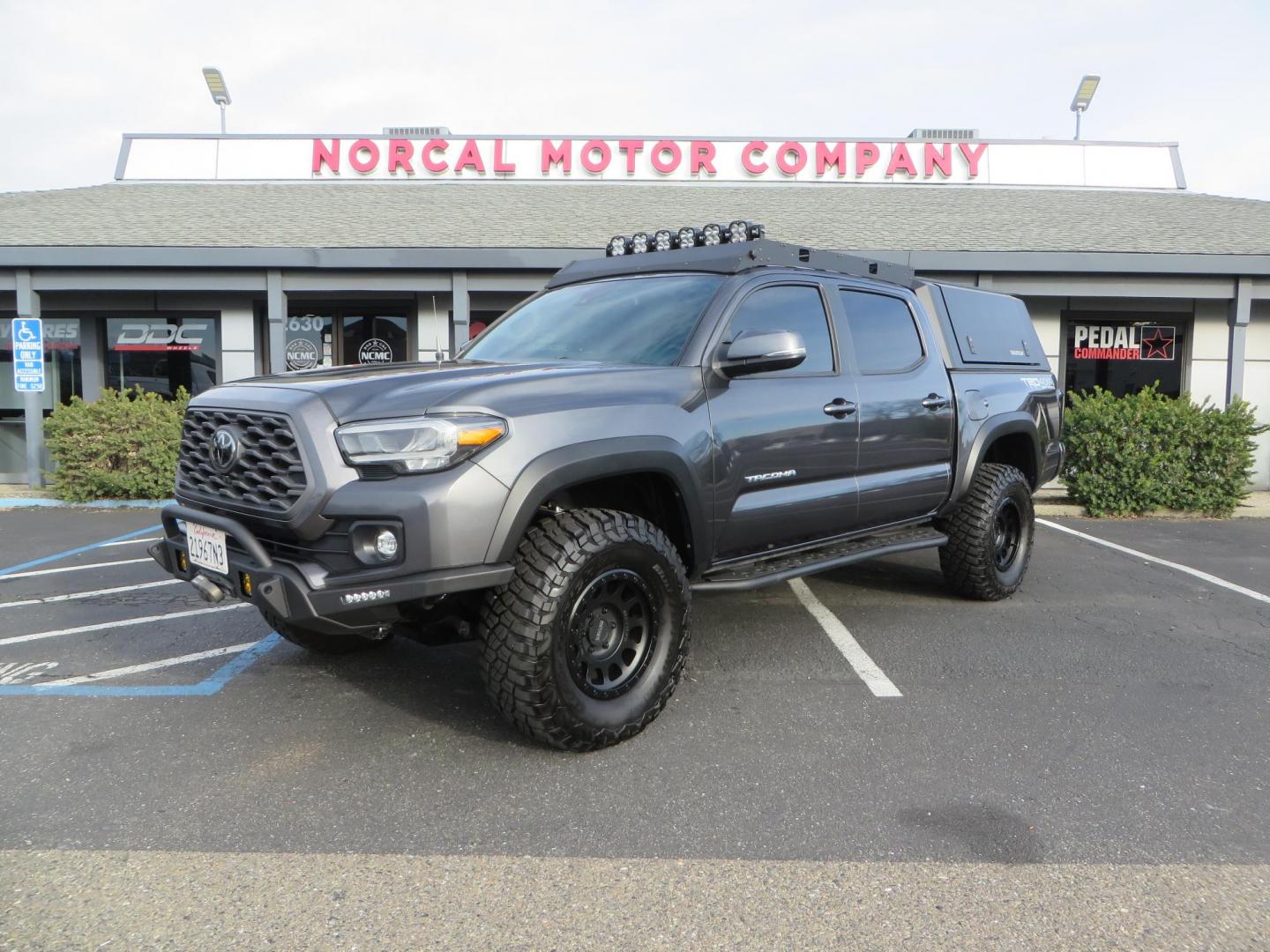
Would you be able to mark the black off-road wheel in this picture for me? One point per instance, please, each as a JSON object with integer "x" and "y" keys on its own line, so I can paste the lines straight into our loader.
{"x": 990, "y": 534}
{"x": 587, "y": 643}
{"x": 322, "y": 643}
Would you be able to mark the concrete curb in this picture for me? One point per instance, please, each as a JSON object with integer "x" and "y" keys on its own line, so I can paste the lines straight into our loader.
{"x": 43, "y": 502}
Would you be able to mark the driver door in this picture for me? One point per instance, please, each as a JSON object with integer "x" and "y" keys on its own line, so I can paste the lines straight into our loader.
{"x": 787, "y": 441}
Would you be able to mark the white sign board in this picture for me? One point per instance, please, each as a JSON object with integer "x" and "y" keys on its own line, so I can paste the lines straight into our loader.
{"x": 28, "y": 354}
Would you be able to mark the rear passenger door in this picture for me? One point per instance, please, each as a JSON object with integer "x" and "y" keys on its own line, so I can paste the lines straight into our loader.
{"x": 906, "y": 406}
{"x": 785, "y": 442}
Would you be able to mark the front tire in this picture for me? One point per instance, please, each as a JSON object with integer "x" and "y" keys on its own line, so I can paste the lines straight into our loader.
{"x": 990, "y": 534}
{"x": 587, "y": 643}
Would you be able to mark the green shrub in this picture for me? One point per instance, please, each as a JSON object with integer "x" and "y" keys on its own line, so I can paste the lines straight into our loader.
{"x": 122, "y": 446}
{"x": 1131, "y": 455}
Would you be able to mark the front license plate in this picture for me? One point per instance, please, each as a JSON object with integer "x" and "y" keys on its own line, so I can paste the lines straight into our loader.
{"x": 207, "y": 547}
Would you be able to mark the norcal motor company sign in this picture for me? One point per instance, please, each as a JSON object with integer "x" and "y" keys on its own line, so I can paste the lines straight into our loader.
{"x": 288, "y": 158}
{"x": 649, "y": 159}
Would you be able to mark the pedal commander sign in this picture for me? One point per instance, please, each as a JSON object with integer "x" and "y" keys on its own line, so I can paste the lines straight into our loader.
{"x": 1123, "y": 342}
{"x": 759, "y": 159}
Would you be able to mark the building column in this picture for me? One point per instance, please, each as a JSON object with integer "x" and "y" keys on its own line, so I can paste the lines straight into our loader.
{"x": 461, "y": 305}
{"x": 276, "y": 311}
{"x": 34, "y": 404}
{"x": 1241, "y": 314}
{"x": 92, "y": 360}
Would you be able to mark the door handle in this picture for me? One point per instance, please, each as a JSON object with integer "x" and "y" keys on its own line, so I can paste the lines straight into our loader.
{"x": 840, "y": 407}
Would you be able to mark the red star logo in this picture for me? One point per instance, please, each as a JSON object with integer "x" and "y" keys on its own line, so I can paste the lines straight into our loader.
{"x": 1157, "y": 346}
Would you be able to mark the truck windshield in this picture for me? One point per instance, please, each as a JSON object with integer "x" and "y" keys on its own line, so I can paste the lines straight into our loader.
{"x": 629, "y": 320}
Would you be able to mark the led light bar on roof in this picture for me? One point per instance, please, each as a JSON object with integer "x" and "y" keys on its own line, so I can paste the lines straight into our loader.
{"x": 684, "y": 238}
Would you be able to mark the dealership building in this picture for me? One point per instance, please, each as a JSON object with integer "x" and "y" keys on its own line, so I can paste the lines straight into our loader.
{"x": 213, "y": 258}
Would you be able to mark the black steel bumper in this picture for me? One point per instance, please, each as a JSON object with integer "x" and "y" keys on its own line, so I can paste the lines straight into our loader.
{"x": 283, "y": 589}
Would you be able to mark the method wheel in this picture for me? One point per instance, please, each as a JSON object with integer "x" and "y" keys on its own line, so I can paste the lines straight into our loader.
{"x": 990, "y": 534}
{"x": 587, "y": 643}
{"x": 323, "y": 643}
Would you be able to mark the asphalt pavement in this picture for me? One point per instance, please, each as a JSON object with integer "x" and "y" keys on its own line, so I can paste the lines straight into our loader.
{"x": 1106, "y": 726}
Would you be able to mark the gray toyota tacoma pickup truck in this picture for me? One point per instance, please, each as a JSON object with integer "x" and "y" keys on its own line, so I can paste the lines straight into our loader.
{"x": 701, "y": 409}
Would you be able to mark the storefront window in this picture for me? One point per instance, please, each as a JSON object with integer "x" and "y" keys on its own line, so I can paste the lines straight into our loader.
{"x": 1124, "y": 354}
{"x": 161, "y": 354}
{"x": 326, "y": 335}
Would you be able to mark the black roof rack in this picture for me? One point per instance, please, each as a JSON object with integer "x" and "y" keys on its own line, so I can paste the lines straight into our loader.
{"x": 733, "y": 259}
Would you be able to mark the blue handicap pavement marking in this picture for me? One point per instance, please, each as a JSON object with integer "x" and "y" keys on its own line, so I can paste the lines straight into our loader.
{"x": 69, "y": 553}
{"x": 207, "y": 687}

────

### Task
Could you give again, word for word, the line with "Would you be able to mark the blue" and all lines after it through the end of the data? Leave out everything else.

### Answer box
Would you be able to mark the blue handicap pavement marking in this picture for me? One point per instance, please, each as a JSON object with integer "x" and "y" keys on its own line, so I can paste the lines straight into our loader.
{"x": 69, "y": 553}
{"x": 207, "y": 687}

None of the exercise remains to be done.